■ Written instruction:
Arrange every row below as a JSON array of strings, with one string per line and any blank lines left out.

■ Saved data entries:
● ● ●

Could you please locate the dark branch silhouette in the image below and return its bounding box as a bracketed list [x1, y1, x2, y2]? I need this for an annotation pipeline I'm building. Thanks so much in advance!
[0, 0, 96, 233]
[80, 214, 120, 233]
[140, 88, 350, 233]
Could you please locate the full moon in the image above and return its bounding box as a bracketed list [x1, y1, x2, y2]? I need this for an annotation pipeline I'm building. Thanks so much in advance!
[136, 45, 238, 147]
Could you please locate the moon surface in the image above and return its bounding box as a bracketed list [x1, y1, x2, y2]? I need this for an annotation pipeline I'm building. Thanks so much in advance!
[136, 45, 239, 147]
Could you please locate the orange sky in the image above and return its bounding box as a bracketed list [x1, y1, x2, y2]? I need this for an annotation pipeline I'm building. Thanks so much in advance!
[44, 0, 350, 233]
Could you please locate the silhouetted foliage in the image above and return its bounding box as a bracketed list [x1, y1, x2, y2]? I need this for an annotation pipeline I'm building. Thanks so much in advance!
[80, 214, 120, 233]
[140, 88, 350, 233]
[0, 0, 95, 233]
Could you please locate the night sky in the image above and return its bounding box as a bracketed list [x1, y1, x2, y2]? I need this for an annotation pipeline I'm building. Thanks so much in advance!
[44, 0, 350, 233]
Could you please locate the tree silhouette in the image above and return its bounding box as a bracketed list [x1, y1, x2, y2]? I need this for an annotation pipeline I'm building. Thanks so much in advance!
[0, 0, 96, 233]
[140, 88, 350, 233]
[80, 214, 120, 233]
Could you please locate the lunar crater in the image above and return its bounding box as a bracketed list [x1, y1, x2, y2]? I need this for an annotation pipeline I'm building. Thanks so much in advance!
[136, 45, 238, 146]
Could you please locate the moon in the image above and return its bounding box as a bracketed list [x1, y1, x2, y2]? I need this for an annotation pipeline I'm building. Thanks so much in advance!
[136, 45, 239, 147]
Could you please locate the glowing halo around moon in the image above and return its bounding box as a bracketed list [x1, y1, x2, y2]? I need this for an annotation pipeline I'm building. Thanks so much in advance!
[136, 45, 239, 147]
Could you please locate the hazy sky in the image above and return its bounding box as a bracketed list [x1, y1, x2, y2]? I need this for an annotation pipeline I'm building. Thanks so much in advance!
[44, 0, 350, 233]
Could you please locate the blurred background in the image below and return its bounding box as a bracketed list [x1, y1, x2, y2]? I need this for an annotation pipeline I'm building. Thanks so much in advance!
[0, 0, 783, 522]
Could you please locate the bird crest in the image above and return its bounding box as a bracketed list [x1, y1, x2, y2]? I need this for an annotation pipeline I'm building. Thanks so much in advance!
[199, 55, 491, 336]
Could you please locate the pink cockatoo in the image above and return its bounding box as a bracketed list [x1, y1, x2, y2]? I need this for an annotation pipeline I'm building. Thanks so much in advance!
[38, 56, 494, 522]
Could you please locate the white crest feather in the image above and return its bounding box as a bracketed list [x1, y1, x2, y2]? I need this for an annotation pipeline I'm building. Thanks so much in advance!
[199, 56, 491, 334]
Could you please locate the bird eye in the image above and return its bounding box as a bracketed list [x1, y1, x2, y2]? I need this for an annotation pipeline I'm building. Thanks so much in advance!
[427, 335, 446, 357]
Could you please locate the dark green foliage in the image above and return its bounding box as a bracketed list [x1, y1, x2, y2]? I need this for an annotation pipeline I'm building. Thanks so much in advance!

● ● ●

■ Answer below:
[
  "Could you please locate the dark branch silhouette in the image below and return its bounding box as a bracketed list [x1, y1, x2, y2]? I need this for an annotation pipeline I'm building. Thanks so much in advance!",
  "[0, 0, 96, 233]",
  "[80, 214, 120, 233]",
  "[140, 88, 350, 233]",
  "Could you please locate the full moon in the image above and return its bounding box as a bracketed list [x1, y1, x2, y2]? I need this for an annotation pipeline I'm building. Thanks so much in advance!",
  "[136, 45, 238, 147]",
  "Could you please locate the moon surface in the image above and return its bounding box as a bracketed list [x1, y1, x2, y2]? I need this for an annotation pipeline I'm building. Thanks so much in advance!",
  "[136, 45, 239, 147]",
  "Could you please locate the orange sky in the image above and return its bounding box as a bracketed list [x1, y1, x2, y2]? I need this for an annotation pipeline I'm building. Thanks so much in advance!",
  "[44, 0, 350, 233]",
  "Could you please locate the silhouetted foliage in the image above and return its bounding box as a bracketed list [x1, y1, x2, y2]? I need this for an annotation pipeline I'm building. Thanks so much in advance!",
  "[80, 214, 120, 233]",
  "[140, 88, 350, 233]",
  "[0, 0, 95, 233]",
  "Could you please locate the night sky in the image above and return its bounding box as a bracketed list [x1, y1, x2, y2]? I need this for an annotation pipeline I'm building. Thanks so much in advance!",
  "[44, 0, 350, 233]",
  "Could you please locate the tree silhouette in the image above and return its bounding box as a bracketed list [x1, y1, x2, y2]? I need this for an annotation pipeline I'm building. Thanks so much in advance!",
  "[0, 0, 96, 233]",
  "[140, 88, 350, 233]",
  "[80, 214, 120, 233]",
  "Could you please locate the lunar crater in the image above and return its bounding box as a bracketed list [x1, y1, x2, y2]? I need this for an annotation pipeline I'm building. Thanks so much in advance!",
  "[136, 45, 238, 146]",
  "Could you please locate the moon in the image above and return its bounding box as a bracketed list [x1, y1, x2, y2]? I need this for an annotation pipeline I'm building. Thanks so much in advance!",
  "[136, 45, 239, 147]",
  "Could you please locate the glowing halo around moon in the image above and return its bounding box as a bracketed list [x1, y1, x2, y2]? I need this for an annotation pipeline I'm building. Thanks so much in advance!",
  "[136, 45, 239, 147]",
  "Could you please locate the hazy sky in the image above and return its bounding box as a bracketed list [x1, y1, x2, y2]? I need this for an annotation pipeline I'm building. Thanks so much in advance!",
  "[44, 0, 350, 233]",
  "Could you please locate the blurred background in the image below and return its bounding box as a bracketed list [x1, y1, x2, y2]? I need this for an annotation pipeline I'm building. Thanks so much in advance!",
  "[0, 0, 783, 522]",
  "Could you please locate the bird crest in the image above and return its bounding box as a bracketed list [x1, y1, x2, y2]? I need this for an annotation pipeline I'm building. Thanks so much in advance!",
  "[199, 55, 491, 336]",
  "Could you please locate the pink cockatoo in the image above and return its bounding box as a bracketed list [x1, y1, x2, y2]? I need this for an annotation pipeline I'm building. Thanks so much in advance!",
  "[38, 56, 494, 522]",
  "Could you please locate the white crest feather in the image above and return its bounding box as a bracketed list [x1, y1, x2, y2]? I need this for an annotation pipeline I'm building. Thanks so much in advance!",
  "[199, 56, 491, 334]",
  "Could you please locate the bird eye in the image above and return its bounding box as a bracketed list [x1, y1, x2, y2]? I need this for an annotation pipeline I'm building. Thanks so much in advance!",
  "[427, 335, 446, 357]",
  "Could you please locate the dark green foliage in the image above and return its bounding box as a bracketed list [x1, y1, x2, y2]? I need this for an annotation pipeline I'm building. Thanks so much in advance!"
]